Un éleveur de chèvre du Somaliland à côté des carcasses de deux de ses derniers animaux, qui viennent de mourir de faim (Ahley Hamer / VICE News)

Les États qui forment la corne de l'Afrique — la Somalie, le Somaliland, l'Éthiopie, l'Érythrée et Djibouti — s'assèchent depuis des décennies. Même si le déni est de mise — tout le monde semble attendre le retour de la pluie, comme avant — la sécheresse est la nouvelle norme. Les scientifiques ont récemment découvert qu'il y a une corrélation directe entre les décennies de sécheresse dans cette région et l'augmentation des émissions de carbone.

◆ Entrées affichées:
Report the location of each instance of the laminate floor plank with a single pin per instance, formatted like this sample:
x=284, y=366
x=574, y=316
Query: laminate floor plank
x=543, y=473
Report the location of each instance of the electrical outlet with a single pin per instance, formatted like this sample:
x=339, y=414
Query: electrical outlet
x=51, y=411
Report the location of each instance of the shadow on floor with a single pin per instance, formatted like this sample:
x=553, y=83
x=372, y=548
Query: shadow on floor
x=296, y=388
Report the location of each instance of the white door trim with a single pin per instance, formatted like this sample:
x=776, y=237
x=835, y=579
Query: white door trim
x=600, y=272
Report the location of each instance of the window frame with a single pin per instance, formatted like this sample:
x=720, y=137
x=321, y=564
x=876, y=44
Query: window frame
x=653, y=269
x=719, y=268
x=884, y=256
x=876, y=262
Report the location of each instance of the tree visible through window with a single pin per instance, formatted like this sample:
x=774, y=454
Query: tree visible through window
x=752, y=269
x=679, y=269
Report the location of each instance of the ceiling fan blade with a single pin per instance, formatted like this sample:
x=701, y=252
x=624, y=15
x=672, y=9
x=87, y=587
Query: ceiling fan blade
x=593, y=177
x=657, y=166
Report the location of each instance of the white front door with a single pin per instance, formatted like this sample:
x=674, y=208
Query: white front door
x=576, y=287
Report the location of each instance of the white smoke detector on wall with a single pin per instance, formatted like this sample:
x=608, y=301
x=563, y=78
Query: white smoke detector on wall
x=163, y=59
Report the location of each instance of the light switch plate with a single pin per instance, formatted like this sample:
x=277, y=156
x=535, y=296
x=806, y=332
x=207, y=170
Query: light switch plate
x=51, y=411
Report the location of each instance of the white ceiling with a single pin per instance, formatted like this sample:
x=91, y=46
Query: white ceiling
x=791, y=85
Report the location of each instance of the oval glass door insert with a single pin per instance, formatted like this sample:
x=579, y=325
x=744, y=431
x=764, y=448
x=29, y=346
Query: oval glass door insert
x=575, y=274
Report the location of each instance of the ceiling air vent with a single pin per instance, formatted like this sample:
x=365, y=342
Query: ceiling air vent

◆ À faire:
1. Répondez aux questions suivantes sur le texte sur la sécheresse dans la corne de l'Afrique.
(a) D'après la légende de la photo, de quoi sont morts les deux animaux de l'éleveur ?
(b) Quels États forment la corne de l'Afrique ?
(c) Avec quoi les scientifiques ont-ils établi une corrélation directe avec les décennies de sécheresse dans cette région ?
2. Prolongez le texte sur la sécheresse dans la corne de l'Afrique à la suite de sa dernière phrase.

◆ Réponses:
1.
(a) De faim.
(b) La Somalie, le Somaliland, l'Éthiopie, l'Érythrée et Djibouti.
(c) L'augmentation des émissions de carbone.

2.
C'est un problème dévastateur pour le Somaliland, qui émet une quantité négligeable de gaz à effet de serre, du fait de son extrême pauvreté, mais dont la population souffre directement des conséquences du changement climatique. Les experts disent qu'entre 30 et 40 pour cent des moutons et des chèvres du Somaliland sont morts de faim à cause du manque de pâturage et d'eau depuis 2013. Plus de 240 000 personnes au Somaliland n'ont pas assez pour manger. À chaque saison, de plus en plus de gens sont déplacés. « Bientôt, nous ne serons plus qu'un pays de déplacés », plaisante sombrement Abdishakur Suluub Hersi, un consultant pour un plan de réduction de la sécheresse.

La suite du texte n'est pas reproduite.